**Source**
--- start ---

# Light Gradient Boosting Machine for predictions
This Notebook attempts to create the best possible lightgbm classifier for the earthquake dataset.  

## Imports

In [25]:
import numpy as np
import pandas as pd
from lightgbm import LGBMClassifier
from sklearn.model_selection import StratifiedKFold, cross_val_score, train_test_split
from imblearn.over_sampling import SMOTE


# Hyperparameter Optimization
import optuna

# Preprocessing
from sklearn.compose import ColumnTransformer
from sklearn.pipeline import make_pipeline, Pipeline
from sklearn.impute import SimpleImputer
from sklearn.preprocessing import OneHotEncoder, StandardScaler, RobustScaler, FunctionTransformer
from category_encoders import LeaveOneOutEncoder, TargetEncoder
from sklearn.base import BaseEstimator, TransformerMixin, ClassNamePrefixFeaturesOutMixin

from pathlib import Path
import pickle
from os import PathLike
import torch

## Constants

In [2]:
TRAINING_FEATURES_PATH="D:/ml_competitions/gorkha_earthquake/data/raw/train_values.csv"
TRAINING_LABELS_PATH="D:/ml_competitions/gorkha_earthquake/data/raw/train_labels.csv"
TEST_FEATURES_PATH="D:/ml_competitions/gorkha_earthquake/data/raw/test_values.csv"
SUBMISSION_FORMAT_PATH="D:/ml_competitions/gorkha_earthquake/data/raw/submission_format.csv"

SUBMISSION_DIR="D:/ml_competitions/gorkha_earthquake/submissions"

## Data Loading

In [3]:
features_df         = pd.read_csv(TRAINING_FEATURES_PATH,   index_col=0)
labels_df           = pd.read_csv(TRAINING_LABELS_PATH,     index_col=0) - 1
test_features_df    = pd.read_csv(TEST_FEATURES_PATH,       index_col=0)

--- end ---

**Jobs**
A) In the notebook, what number is subtracted from the training labels when they are read in?
B) Please list the name of every constant defined under the notebook's "Constants" heading.
C) Decide whether each statement agrees with the notebook, and quote the words that settle it: (i) SMOTE is imported from scikit-learn. (ii) The library listed under hyperparameter optimization is optuna. (iii) SUBMISSION_DIR points to a folder named "submissions".

**Supplied material**
--- start ---

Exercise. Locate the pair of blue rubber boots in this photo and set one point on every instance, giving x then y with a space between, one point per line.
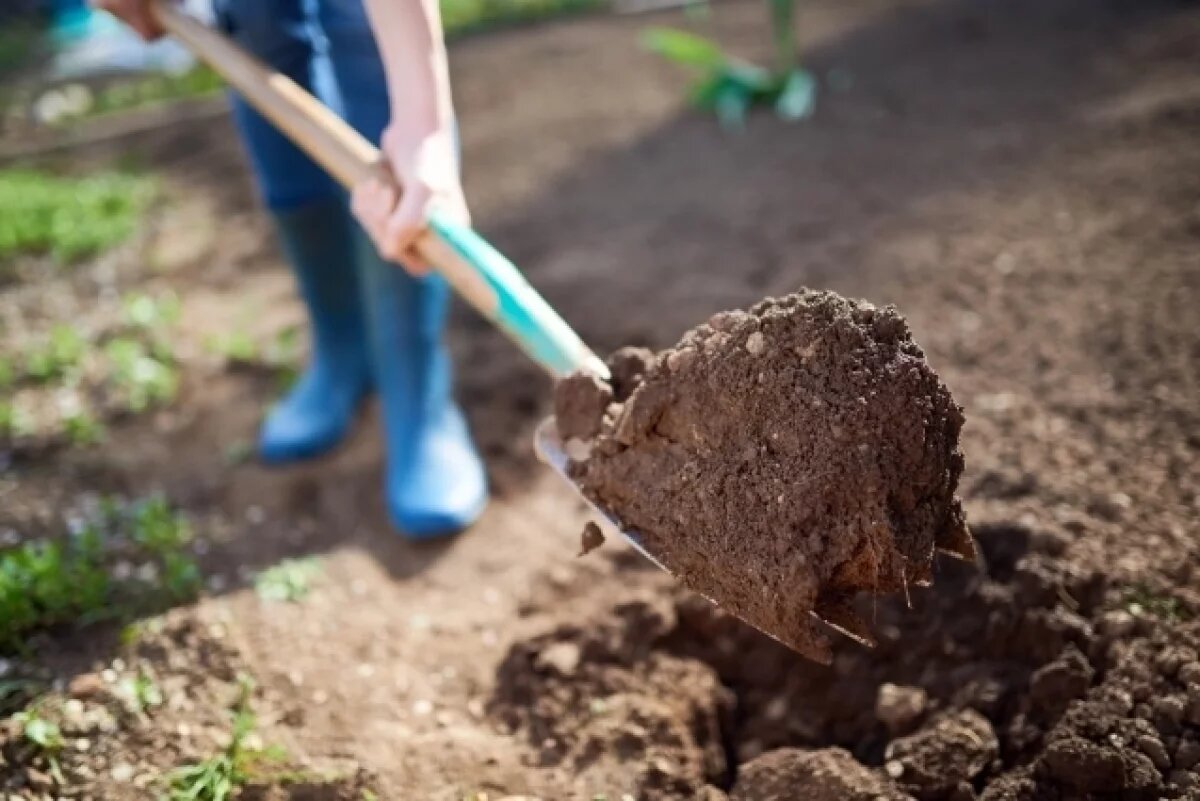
375 327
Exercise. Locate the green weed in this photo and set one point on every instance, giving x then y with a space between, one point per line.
151 314
198 82
71 579
220 776
45 736
289 580
70 218
461 17
82 428
15 421
729 85
1141 598
16 693
58 357
139 375
237 347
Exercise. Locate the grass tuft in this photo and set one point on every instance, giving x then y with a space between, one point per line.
70 218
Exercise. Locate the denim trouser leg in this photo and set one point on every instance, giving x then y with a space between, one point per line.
281 34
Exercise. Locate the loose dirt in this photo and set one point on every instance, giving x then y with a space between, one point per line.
779 461
1018 176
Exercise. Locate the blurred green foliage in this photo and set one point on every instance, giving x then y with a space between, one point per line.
70 218
75 578
468 16
729 85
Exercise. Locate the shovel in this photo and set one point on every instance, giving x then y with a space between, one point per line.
474 269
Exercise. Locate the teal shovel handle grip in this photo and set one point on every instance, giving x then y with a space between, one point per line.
496 288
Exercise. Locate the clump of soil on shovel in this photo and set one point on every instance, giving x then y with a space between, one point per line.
778 461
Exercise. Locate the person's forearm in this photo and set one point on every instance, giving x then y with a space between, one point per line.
413 50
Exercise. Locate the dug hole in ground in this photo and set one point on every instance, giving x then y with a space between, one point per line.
1017 176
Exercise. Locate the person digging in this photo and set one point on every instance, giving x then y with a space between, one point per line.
375 327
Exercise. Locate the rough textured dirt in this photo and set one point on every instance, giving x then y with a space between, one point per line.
779 461
1017 175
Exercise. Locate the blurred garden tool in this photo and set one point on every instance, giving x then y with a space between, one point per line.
93 44
473 267
477 271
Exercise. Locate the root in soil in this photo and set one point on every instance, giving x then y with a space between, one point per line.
779 461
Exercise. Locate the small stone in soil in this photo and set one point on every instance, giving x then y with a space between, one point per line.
899 708
957 748
591 538
826 775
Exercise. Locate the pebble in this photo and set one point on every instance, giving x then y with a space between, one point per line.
37 780
1169 709
899 708
1188 754
85 685
755 343
577 450
562 657
1117 624
1183 780
1153 748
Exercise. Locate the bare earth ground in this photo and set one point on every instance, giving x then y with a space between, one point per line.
1019 178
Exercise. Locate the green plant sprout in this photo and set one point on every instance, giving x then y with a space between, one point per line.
729 85
58 357
69 218
82 428
291 580
237 347
139 375
45 736
217 777
72 579
141 692
151 314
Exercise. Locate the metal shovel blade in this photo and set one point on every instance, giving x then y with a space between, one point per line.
551 451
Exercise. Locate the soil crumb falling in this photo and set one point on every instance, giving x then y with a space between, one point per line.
778 461
591 538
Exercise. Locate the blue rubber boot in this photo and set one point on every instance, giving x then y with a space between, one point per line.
435 482
317 413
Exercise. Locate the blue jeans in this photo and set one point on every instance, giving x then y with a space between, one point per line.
327 47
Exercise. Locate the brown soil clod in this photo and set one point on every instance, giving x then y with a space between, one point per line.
779 461
591 538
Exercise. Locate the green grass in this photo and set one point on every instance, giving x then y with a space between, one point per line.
1140 598
58 357
133 366
70 218
71 579
219 777
198 82
461 17
141 692
289 580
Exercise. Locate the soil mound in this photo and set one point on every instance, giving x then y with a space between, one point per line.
778 461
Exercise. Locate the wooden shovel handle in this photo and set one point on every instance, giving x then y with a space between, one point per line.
472 266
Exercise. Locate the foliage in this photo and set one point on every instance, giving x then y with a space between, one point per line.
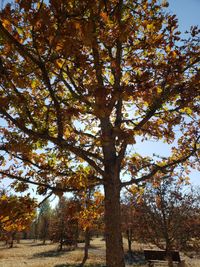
82 81
166 215
16 213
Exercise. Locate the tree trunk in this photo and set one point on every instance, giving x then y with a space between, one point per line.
113 235
86 248
129 238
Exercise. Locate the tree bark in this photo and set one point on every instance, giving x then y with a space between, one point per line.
113 235
129 238
86 248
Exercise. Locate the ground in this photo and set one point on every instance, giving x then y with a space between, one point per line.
33 254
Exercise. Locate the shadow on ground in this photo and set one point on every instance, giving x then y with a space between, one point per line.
136 257
49 253
75 265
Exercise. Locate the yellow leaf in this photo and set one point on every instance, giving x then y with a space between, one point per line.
168 48
6 23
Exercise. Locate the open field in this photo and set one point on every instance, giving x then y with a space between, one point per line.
32 254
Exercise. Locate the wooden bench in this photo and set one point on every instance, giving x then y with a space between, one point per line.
158 256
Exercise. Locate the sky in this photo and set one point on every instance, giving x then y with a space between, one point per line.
188 14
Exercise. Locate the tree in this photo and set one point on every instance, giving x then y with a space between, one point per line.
16 214
82 81
168 215
91 211
43 220
64 222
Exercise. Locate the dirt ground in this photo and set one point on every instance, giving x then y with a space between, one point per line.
32 254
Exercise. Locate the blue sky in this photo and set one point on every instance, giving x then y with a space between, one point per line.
188 13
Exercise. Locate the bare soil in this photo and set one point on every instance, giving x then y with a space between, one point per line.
33 254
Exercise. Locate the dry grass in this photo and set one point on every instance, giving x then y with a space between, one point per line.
31 254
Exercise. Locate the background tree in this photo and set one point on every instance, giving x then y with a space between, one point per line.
16 215
43 220
168 215
82 81
64 222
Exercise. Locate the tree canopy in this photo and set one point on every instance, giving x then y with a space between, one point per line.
81 81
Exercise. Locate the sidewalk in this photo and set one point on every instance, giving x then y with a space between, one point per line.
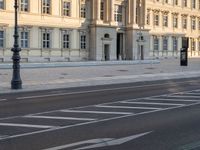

--- end ---

**Written responses**
A) 1

B) TRAINING_FEATURES_PATH, TRAINING_LABELS_PATH, TEST_FEATURES_PATH, SUBMISSION_FORMAT_PATH, SUBMISSION_DIR

C)
(i) No: "from imblearn.over_sampling import SMOTE"
(ii) Yes: "import optuna"
(iii) Yes: "SUBMISSION_DIR="D:/ml_competitions/gorkha_earthquake/submissions""